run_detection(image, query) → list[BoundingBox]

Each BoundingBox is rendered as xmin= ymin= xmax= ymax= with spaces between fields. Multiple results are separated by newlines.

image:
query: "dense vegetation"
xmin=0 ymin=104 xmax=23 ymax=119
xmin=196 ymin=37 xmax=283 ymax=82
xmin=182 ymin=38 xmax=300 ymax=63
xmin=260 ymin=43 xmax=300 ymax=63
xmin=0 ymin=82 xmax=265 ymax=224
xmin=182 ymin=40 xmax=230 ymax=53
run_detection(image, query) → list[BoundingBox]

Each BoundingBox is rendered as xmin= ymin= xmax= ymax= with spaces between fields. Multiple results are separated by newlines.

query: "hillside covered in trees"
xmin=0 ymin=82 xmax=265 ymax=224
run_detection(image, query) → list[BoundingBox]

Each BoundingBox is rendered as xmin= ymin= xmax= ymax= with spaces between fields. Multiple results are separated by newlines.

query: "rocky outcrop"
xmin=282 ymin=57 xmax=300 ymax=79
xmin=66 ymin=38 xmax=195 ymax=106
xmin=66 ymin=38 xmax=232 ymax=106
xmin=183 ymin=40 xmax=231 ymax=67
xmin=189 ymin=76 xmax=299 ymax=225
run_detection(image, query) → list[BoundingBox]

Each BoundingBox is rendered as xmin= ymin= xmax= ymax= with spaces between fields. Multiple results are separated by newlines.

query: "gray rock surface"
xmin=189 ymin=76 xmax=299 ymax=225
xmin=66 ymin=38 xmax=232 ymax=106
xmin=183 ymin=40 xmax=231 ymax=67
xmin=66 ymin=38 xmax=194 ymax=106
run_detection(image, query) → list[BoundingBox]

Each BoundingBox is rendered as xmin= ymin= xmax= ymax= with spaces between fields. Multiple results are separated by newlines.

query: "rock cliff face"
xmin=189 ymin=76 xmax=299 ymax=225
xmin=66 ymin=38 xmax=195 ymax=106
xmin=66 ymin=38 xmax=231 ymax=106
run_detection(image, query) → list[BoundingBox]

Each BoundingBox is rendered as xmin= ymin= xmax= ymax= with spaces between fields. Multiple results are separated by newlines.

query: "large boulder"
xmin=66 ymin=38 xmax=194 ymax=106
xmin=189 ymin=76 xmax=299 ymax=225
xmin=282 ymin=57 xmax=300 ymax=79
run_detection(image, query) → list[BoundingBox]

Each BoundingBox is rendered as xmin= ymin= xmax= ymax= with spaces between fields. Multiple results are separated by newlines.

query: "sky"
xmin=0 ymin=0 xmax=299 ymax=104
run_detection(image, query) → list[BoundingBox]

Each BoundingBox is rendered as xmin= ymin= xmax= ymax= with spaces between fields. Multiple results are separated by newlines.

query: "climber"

:::::

Copy out the material in full, exactly as it reads.

run_detection(image, query) → list[BoundingBox]

Each BoundingBox is rendered as xmin= ymin= xmax= ymax= with spaces between fields. Multiple results are separated by newlines.

image:
query: "dense vegetation"
xmin=0 ymin=104 xmax=23 ymax=119
xmin=196 ymin=37 xmax=283 ymax=82
xmin=182 ymin=38 xmax=300 ymax=63
xmin=260 ymin=43 xmax=300 ymax=63
xmin=0 ymin=82 xmax=265 ymax=224
xmin=182 ymin=40 xmax=230 ymax=53
run_detection(image, query) → list[BoundingBox]

Each BoundingBox is rendered as xmin= ymin= xmax= ymax= with spaces between fields. Multiple results are separated by newlines.

query: "hillside covered in trees"
xmin=0 ymin=82 xmax=265 ymax=224
run_detection(image, query) → list[BoundingBox]

Each BoundingBox is rendered as xmin= ymin= xmax= ymax= with spaces between fields. Multiple results are separated by newlines.

query: "rocky outcrop"
xmin=282 ymin=57 xmax=300 ymax=79
xmin=66 ymin=38 xmax=195 ymax=106
xmin=66 ymin=38 xmax=232 ymax=106
xmin=183 ymin=40 xmax=231 ymax=67
xmin=189 ymin=76 xmax=299 ymax=225
run_detection(image, query) → list[BoundingBox]

Each BoundingBox is rendered as xmin= ymin= xmax= ymax= with spaces between fields. Multiple results are separated by newlines.

query: "gray rock surface"
xmin=189 ymin=76 xmax=299 ymax=225
xmin=66 ymin=38 xmax=232 ymax=106
xmin=183 ymin=40 xmax=231 ymax=67
xmin=66 ymin=38 xmax=194 ymax=106
run_detection(image, query) → list[BoundingBox]

Each BoundingBox is rendered as xmin= ymin= xmax= ymax= with spaces between fields. Multiple results are separated by newlines.

query: "rock cliff face"
xmin=189 ymin=76 xmax=299 ymax=225
xmin=66 ymin=38 xmax=195 ymax=106
xmin=66 ymin=38 xmax=231 ymax=106
run_detection(image, query) → list[BoundingBox]

Each BoundingBox is rendered as xmin= ymin= xmax= ymax= with spaces between fields. Multiple results are separated by newlines.

query: "large boulder"
xmin=66 ymin=38 xmax=194 ymax=106
xmin=189 ymin=76 xmax=299 ymax=225
xmin=282 ymin=57 xmax=300 ymax=79
run_detection(image, query) → list[BoundingBox]

Each BoundingBox is rendered as xmin= ymin= xmax= ymax= with spaces between fields. Multiple results are separated by newlines.

query: "sky"
xmin=0 ymin=0 xmax=299 ymax=104
run_detection(image, query) → list[BoundingBox]

Each BoundingBox is rendered as xmin= ymin= xmax= ymax= with spaces between fields. Multiple results are separated by newlines.

query: "climber"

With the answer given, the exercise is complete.